### Request
Copy out word for word the lines from the one with "Mark the region of each instance of the blonde" to the one with "90), (119, 91)]]", including both, and nothing else.

##### Data records #####

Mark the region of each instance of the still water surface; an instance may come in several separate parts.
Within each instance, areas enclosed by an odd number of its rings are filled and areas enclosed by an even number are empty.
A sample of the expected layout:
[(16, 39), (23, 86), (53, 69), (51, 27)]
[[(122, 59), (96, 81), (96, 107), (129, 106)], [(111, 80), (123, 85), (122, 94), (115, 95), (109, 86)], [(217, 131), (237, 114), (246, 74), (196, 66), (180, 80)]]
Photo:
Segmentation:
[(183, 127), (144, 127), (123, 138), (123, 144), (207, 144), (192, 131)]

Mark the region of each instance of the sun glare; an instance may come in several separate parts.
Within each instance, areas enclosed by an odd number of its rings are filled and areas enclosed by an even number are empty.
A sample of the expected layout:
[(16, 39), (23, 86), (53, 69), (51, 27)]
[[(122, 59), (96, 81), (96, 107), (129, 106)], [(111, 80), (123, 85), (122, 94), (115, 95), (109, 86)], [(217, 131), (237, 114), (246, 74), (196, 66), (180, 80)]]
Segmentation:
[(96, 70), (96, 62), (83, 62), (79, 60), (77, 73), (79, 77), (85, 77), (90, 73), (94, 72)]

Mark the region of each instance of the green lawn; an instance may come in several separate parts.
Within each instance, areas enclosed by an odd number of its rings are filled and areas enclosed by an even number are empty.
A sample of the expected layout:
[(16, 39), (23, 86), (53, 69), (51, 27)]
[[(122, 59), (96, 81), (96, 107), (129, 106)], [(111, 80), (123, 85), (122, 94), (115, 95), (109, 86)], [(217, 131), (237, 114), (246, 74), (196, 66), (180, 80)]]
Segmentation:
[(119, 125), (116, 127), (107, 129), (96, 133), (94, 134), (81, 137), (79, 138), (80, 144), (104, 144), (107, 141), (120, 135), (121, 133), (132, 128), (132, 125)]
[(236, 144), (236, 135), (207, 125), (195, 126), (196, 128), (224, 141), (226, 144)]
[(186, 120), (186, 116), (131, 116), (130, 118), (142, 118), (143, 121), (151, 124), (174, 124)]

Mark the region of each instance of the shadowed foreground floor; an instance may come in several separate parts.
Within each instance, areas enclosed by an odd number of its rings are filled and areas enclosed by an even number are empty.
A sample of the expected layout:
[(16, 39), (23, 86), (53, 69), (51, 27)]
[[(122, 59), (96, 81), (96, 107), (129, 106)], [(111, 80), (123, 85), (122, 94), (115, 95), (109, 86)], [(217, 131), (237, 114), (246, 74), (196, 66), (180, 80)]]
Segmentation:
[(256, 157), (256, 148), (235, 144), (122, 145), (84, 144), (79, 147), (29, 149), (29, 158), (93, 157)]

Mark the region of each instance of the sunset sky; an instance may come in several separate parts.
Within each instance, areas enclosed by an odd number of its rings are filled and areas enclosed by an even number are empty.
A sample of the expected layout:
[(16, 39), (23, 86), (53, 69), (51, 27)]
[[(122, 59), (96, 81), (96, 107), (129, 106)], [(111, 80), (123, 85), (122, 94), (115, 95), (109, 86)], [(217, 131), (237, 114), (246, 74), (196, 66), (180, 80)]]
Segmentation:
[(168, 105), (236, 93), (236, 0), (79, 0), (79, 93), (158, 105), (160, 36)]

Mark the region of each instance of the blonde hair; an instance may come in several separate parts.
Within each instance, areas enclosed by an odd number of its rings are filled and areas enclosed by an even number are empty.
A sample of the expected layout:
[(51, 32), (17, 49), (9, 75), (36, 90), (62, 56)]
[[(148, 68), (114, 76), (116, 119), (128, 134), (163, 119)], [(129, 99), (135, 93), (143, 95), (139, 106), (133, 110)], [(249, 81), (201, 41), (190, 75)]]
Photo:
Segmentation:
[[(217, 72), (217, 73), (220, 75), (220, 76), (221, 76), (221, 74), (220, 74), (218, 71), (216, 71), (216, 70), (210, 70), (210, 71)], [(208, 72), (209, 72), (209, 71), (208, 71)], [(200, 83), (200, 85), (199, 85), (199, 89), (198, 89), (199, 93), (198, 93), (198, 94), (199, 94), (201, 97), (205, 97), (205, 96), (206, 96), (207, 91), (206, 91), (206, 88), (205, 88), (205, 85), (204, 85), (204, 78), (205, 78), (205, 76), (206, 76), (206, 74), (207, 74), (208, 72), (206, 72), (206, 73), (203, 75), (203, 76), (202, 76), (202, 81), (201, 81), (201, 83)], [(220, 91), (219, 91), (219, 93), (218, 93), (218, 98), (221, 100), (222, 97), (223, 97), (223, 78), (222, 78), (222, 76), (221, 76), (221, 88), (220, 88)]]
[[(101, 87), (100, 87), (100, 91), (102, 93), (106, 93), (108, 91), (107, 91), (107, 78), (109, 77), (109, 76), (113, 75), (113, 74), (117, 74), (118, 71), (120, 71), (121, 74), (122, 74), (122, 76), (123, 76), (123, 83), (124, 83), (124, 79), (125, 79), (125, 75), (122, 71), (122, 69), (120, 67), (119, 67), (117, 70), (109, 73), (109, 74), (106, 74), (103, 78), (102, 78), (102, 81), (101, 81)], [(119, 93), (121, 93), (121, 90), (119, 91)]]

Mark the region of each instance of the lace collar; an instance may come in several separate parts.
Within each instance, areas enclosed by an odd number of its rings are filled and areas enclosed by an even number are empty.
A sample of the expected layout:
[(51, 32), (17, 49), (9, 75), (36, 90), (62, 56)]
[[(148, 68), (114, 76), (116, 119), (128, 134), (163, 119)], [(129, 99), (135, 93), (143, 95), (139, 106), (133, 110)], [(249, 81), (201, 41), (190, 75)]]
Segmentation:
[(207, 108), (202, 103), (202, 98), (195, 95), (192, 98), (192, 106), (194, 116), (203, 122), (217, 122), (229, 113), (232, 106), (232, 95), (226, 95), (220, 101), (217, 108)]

#####

### Completed task
Mark the region of each instance of the blonde hair; an instance may come in several separate parts.
Within each instance, areas enclosed by an odd number of its rings are filled and areas enclosed by an even number are empty.
A sample of the expected layout:
[(51, 32), (17, 49), (9, 75), (36, 90), (62, 56)]
[[(148, 68), (114, 76), (116, 119), (128, 134), (163, 119)], [(129, 99), (135, 93), (143, 95), (139, 106), (133, 110)], [(249, 81), (201, 41), (190, 75)]]
Photo:
Segmentation:
[[(217, 72), (217, 73), (220, 75), (220, 76), (221, 76), (221, 74), (220, 74), (218, 71), (216, 71), (216, 70), (210, 70), (210, 71)], [(208, 72), (209, 72), (209, 71), (208, 71)], [(200, 83), (200, 85), (199, 85), (199, 89), (198, 89), (199, 93), (198, 93), (198, 94), (199, 94), (201, 97), (205, 97), (205, 96), (206, 96), (207, 91), (206, 91), (206, 88), (205, 88), (205, 85), (204, 85), (204, 78), (205, 78), (205, 76), (206, 76), (206, 74), (207, 74), (208, 72), (206, 72), (206, 73), (203, 75), (203, 76), (202, 76), (202, 81), (201, 81), (201, 83)], [(220, 91), (219, 91), (219, 93), (218, 93), (218, 98), (221, 100), (222, 97), (223, 97), (223, 78), (222, 78), (222, 76), (221, 76), (221, 88), (220, 88)]]
[[(101, 87), (100, 87), (100, 91), (102, 93), (106, 93), (108, 91), (107, 91), (107, 78), (109, 77), (109, 76), (113, 75), (113, 74), (117, 74), (118, 71), (120, 71), (121, 74), (122, 74), (122, 76), (123, 76), (123, 83), (124, 83), (124, 79), (125, 79), (125, 75), (122, 71), (122, 69), (120, 67), (119, 67), (117, 70), (109, 73), (109, 74), (106, 74), (103, 78), (102, 78), (102, 81), (101, 81)], [(119, 93), (121, 93), (121, 90), (119, 91)]]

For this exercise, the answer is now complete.